● **Request**
Reproduce the listing below line for line, leaving out the pictures.

### Records for this task ###

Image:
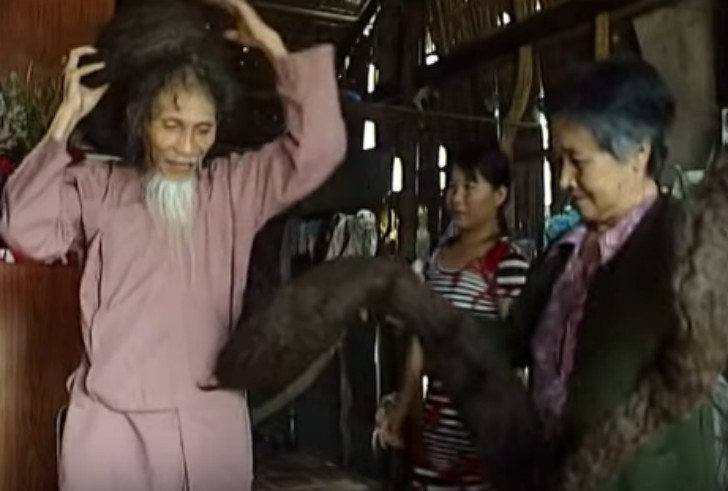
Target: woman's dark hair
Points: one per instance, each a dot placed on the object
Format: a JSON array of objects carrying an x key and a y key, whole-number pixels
[
  {"x": 148, "y": 47},
  {"x": 623, "y": 102},
  {"x": 490, "y": 163}
]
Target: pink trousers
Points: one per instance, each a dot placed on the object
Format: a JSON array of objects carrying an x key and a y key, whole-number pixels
[{"x": 205, "y": 445}]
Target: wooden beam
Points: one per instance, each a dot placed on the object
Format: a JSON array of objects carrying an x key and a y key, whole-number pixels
[{"x": 551, "y": 21}]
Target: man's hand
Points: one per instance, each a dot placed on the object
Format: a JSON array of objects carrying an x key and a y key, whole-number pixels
[
  {"x": 78, "y": 100},
  {"x": 251, "y": 30}
]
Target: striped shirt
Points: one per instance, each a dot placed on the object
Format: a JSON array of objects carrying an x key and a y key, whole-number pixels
[{"x": 451, "y": 458}]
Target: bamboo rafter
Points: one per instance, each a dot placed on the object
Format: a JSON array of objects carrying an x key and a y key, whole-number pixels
[{"x": 453, "y": 23}]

###

● **The answer**
Image:
Target: woman's dark hair
Points: one per instance, each a dot placed on the object
Format: a JSON array of objects carrying an x key and a y key, whole-number pixels
[
  {"x": 148, "y": 47},
  {"x": 623, "y": 102},
  {"x": 490, "y": 163}
]
Target: pink trousers
Points: one per instance, each a dot placed on the object
Format: a JSON array of objects carrying an x key and a y key, whole-number pixels
[{"x": 205, "y": 445}]
Target: wooden beam
Points: one per instance, each a dot placed on the object
Format: a JSON array of objects carrying an x key and a y key, whole-number pixels
[{"x": 551, "y": 21}]
Target: man's hand
Points: one per instance, each a dot placed on the object
Format: a JSON array of objects carrying an x key and a y key, whole-number pixels
[
  {"x": 78, "y": 100},
  {"x": 251, "y": 30}
]
Target: striped shirt
Points: one per instance, each a dot placed on the object
Format: a JSON array of objects carrying an x key and a y key, whole-number pixels
[{"x": 451, "y": 458}]
Target: bamboo rafter
Points: one per instance, each a dot placed on the object
Format: a JSON array of objects carrying an x key and a y key, whole-number pixels
[{"x": 453, "y": 23}]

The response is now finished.